* [Required task]:
Write out exactly the lines below that run from the line containing "the tree trunk" through the last line of the records.

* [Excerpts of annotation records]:
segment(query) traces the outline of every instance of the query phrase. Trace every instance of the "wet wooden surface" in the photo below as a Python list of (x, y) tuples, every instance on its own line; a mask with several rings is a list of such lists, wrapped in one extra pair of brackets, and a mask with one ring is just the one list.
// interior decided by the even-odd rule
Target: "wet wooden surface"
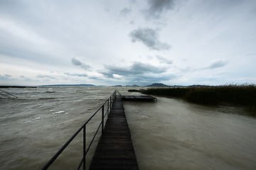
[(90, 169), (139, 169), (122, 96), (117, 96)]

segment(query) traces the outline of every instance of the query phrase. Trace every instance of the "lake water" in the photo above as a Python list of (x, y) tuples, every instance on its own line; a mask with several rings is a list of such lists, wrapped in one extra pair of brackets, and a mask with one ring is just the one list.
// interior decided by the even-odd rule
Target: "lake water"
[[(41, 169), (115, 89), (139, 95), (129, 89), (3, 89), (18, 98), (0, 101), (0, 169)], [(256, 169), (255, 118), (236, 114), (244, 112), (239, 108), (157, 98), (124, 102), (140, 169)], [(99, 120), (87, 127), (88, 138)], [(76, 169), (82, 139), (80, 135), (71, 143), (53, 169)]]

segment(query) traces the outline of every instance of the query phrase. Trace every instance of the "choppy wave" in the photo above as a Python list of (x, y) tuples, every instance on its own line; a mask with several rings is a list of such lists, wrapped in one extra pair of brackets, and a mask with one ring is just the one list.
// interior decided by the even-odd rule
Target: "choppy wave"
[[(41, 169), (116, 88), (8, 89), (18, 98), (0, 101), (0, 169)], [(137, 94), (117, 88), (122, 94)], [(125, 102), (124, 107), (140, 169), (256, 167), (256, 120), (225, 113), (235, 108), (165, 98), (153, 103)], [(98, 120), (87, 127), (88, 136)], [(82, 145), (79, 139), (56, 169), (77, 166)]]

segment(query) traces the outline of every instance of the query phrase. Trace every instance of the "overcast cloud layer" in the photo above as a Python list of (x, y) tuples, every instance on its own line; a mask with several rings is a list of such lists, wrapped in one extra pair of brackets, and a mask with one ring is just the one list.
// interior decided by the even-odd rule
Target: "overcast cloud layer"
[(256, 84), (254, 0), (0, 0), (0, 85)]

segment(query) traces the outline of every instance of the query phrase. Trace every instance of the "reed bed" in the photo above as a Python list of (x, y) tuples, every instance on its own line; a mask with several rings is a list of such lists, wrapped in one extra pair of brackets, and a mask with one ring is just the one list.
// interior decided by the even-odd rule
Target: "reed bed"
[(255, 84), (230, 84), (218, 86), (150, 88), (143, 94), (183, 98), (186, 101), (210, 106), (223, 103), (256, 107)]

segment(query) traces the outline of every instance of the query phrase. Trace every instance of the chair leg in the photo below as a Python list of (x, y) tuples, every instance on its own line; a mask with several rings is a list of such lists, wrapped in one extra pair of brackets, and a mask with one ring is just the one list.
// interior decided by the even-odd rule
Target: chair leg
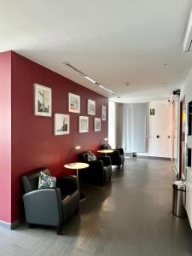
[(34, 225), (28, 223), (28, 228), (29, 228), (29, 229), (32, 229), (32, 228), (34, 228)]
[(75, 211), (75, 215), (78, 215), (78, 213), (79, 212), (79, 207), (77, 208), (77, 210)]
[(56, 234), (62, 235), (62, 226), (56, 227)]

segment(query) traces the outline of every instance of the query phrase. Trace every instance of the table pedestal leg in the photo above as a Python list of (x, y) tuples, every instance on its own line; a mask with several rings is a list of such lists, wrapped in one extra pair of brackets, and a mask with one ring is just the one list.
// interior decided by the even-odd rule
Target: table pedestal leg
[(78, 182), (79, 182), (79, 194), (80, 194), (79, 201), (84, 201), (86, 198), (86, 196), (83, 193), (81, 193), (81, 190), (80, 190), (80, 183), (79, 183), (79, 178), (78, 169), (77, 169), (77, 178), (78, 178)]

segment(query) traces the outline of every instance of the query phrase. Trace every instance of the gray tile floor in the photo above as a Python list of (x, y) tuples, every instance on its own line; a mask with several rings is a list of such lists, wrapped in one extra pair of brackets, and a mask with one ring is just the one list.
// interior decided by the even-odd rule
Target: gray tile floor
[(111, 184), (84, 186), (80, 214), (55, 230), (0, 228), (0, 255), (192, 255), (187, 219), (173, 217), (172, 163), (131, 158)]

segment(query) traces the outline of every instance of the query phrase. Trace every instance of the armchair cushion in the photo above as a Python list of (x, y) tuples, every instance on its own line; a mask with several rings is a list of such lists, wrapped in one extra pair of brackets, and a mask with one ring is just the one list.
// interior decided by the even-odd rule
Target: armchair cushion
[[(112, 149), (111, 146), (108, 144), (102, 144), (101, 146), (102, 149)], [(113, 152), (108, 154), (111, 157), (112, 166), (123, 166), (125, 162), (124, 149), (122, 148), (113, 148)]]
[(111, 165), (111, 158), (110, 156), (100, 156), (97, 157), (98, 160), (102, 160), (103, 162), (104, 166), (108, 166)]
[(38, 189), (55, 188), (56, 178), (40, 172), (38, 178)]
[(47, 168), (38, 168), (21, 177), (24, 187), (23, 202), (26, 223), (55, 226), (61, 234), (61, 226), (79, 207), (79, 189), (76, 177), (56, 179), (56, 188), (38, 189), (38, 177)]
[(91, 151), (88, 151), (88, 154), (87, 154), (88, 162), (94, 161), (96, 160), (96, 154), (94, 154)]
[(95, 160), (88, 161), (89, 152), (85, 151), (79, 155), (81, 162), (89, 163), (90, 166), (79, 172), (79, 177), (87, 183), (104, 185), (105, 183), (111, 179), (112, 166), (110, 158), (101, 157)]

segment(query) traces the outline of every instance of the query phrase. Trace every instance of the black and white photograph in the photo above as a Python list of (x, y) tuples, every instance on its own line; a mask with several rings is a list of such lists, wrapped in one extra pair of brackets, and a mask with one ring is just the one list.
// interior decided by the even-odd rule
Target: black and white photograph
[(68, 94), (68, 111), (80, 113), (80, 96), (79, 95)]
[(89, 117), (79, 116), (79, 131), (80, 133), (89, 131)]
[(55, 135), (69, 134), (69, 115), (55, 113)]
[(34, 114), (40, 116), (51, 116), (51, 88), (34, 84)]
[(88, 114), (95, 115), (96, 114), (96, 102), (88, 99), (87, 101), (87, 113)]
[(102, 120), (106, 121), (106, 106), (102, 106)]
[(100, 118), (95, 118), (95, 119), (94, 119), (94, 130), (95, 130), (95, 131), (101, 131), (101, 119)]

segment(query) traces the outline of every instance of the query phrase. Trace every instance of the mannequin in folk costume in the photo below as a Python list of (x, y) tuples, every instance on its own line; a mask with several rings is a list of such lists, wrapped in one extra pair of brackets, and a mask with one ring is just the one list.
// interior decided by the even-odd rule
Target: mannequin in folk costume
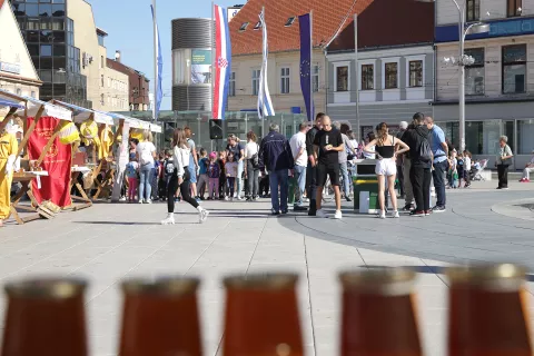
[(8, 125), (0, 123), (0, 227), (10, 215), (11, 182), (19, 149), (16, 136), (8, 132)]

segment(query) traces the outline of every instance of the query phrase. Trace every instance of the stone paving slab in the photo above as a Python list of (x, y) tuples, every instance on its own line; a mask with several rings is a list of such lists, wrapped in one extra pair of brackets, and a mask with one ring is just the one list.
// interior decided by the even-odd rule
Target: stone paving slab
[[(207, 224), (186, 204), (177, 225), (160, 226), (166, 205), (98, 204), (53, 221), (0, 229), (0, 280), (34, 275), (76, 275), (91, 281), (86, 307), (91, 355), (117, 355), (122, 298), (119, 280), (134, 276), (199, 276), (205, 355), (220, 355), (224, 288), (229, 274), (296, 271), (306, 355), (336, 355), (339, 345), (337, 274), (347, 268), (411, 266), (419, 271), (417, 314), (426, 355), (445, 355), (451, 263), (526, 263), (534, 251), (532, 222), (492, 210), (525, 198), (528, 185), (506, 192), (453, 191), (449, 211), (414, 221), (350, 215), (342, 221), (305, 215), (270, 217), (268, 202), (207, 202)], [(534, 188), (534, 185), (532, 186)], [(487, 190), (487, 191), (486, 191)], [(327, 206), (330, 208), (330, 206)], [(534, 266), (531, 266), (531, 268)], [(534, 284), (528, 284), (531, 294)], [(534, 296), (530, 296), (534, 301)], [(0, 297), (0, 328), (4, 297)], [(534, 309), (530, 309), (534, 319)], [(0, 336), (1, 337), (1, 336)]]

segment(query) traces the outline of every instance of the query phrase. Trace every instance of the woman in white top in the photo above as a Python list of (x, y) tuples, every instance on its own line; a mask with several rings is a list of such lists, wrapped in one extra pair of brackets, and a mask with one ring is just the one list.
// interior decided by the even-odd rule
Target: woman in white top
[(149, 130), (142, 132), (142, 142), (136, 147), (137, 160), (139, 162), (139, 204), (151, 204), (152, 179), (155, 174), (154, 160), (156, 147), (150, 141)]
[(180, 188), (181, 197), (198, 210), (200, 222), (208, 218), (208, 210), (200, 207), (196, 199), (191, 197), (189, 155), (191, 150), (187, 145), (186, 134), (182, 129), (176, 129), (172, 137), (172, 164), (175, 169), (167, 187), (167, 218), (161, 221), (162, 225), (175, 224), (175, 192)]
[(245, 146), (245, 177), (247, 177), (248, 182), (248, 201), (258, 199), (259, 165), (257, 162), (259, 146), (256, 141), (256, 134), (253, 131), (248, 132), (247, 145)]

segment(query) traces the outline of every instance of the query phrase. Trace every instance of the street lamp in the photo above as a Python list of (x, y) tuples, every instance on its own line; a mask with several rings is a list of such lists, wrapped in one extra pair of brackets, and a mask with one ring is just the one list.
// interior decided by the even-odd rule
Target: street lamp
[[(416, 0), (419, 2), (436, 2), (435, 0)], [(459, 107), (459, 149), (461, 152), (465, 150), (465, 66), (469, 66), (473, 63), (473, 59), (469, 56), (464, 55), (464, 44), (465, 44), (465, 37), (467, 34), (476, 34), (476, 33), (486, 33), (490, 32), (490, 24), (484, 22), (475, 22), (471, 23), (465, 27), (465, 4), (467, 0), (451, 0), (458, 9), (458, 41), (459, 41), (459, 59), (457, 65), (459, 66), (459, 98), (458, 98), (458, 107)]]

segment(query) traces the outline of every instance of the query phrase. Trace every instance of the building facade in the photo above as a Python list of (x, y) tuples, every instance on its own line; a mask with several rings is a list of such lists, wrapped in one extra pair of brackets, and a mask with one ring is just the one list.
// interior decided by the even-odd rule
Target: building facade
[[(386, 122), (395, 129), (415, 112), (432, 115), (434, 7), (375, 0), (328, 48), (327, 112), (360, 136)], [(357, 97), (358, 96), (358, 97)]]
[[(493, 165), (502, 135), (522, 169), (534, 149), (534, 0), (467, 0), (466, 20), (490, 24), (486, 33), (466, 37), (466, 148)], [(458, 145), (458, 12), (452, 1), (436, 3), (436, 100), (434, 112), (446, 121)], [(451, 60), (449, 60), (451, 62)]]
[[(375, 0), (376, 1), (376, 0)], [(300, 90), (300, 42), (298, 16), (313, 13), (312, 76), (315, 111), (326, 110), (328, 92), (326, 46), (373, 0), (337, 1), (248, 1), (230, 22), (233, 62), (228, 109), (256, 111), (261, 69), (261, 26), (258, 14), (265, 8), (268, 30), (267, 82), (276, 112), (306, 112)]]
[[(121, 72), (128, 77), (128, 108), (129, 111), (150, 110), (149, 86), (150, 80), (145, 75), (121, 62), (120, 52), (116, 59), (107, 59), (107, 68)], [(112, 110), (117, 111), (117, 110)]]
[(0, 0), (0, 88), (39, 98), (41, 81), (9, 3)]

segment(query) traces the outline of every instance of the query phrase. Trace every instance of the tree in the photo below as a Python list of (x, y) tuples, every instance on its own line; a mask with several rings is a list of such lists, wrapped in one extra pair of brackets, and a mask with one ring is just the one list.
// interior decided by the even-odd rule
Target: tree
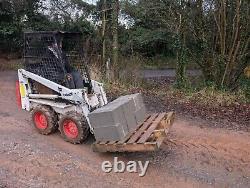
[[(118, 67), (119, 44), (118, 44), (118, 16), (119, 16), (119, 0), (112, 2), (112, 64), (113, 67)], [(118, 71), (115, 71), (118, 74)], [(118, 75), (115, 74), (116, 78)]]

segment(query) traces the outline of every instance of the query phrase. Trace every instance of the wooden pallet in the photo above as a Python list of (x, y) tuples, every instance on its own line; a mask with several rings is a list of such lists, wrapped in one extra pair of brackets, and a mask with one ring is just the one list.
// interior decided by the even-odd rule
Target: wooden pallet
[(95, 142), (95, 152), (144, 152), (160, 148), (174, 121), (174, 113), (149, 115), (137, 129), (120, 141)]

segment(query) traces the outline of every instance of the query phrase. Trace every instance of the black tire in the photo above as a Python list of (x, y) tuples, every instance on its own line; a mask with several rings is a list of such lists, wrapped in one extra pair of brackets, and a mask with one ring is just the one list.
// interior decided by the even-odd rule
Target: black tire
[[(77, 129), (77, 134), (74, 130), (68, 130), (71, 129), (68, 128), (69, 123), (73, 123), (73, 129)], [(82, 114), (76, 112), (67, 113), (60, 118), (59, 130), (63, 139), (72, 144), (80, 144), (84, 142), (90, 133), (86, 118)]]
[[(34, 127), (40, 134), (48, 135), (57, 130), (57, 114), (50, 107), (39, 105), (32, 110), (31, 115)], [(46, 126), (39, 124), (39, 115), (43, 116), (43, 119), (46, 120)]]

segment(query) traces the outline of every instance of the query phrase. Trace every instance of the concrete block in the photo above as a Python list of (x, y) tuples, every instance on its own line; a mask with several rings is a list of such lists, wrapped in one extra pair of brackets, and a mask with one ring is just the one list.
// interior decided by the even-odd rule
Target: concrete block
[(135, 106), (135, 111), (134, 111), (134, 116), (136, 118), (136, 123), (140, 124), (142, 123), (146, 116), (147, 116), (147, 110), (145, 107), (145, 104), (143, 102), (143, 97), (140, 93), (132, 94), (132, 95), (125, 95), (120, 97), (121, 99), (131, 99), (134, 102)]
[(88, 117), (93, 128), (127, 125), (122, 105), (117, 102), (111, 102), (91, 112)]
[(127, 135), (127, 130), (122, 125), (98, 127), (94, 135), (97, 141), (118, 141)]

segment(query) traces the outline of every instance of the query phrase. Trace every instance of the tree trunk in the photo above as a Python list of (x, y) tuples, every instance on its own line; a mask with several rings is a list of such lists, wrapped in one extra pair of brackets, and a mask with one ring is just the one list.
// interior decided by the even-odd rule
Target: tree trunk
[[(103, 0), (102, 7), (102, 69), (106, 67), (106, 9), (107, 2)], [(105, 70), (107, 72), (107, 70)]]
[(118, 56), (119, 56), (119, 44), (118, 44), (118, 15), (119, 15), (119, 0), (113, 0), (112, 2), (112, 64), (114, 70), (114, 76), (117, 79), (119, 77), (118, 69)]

* [Exercise output]:
segment(query) traces the outline of every instance of the query phrase. Trace every instance of the tree trunk in the photo above as a Python list of (x, y) tuples, every instance on its own line; a mask with several rings is a list of such lists, wrapped in one extra pair of brackets, and a mask with one ring is just the one list.
// interior decided by the even-odd rule
Target: tree trunk
[[(103, 0), (102, 7), (102, 69), (106, 67), (106, 9), (107, 2)], [(105, 70), (107, 72), (107, 70)]]
[(118, 56), (119, 56), (119, 44), (118, 44), (118, 15), (119, 15), (119, 0), (113, 0), (112, 2), (112, 64), (114, 70), (114, 76), (117, 79), (119, 77), (118, 69)]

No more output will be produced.